»»
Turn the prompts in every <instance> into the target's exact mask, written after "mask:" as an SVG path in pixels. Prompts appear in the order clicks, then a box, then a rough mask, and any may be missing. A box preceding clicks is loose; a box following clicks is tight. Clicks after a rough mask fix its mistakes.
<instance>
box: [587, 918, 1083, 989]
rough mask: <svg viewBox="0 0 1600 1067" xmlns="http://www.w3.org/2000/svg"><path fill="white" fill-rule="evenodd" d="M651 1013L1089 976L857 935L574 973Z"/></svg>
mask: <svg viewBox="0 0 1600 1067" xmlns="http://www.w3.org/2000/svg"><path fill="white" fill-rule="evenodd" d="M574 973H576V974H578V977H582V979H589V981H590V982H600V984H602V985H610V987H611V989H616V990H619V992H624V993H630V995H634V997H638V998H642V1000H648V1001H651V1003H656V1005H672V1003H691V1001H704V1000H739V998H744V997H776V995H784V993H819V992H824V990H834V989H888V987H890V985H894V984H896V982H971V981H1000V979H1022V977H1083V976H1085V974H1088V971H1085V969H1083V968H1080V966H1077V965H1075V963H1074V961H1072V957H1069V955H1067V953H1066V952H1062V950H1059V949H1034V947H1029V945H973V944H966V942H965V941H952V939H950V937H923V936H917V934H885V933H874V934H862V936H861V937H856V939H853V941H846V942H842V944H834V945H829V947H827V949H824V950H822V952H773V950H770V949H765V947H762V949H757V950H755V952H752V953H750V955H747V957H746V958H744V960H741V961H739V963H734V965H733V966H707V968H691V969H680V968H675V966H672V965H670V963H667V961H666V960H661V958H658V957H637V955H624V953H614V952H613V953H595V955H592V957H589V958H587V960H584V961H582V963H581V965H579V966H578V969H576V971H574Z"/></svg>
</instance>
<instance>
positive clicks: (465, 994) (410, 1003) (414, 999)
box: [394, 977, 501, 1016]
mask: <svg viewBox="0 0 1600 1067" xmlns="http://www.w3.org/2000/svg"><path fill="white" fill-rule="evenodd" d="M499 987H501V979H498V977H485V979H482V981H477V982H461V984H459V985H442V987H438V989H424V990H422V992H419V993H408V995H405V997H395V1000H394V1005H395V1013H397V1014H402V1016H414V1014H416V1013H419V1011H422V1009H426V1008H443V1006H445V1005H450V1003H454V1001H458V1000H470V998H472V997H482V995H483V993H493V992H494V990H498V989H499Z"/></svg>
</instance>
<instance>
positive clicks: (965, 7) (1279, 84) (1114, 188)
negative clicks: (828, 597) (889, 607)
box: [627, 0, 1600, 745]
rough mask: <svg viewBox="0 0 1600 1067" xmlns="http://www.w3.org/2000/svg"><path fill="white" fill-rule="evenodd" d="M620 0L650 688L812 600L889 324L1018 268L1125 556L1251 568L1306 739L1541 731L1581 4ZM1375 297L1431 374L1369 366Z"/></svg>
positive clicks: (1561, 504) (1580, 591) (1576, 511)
««
### [Exercise directions]
In the reply, include exactly the lines from the beginning of the entries above through the line holding "box: [587, 918, 1083, 989]", and nothing besides.

### [Response]
Turn the prompts in every <instance> into the target's exact mask, written after "mask:" as an SVG path in pixels. Prompts appear in the order clicks, then a box, then a rough mask, and any may be missing. A box preceding clicks is loose; a box following clicks is tight. Clicks after a rough mask fix its mistakes.
<instance>
box: [587, 918, 1083, 989]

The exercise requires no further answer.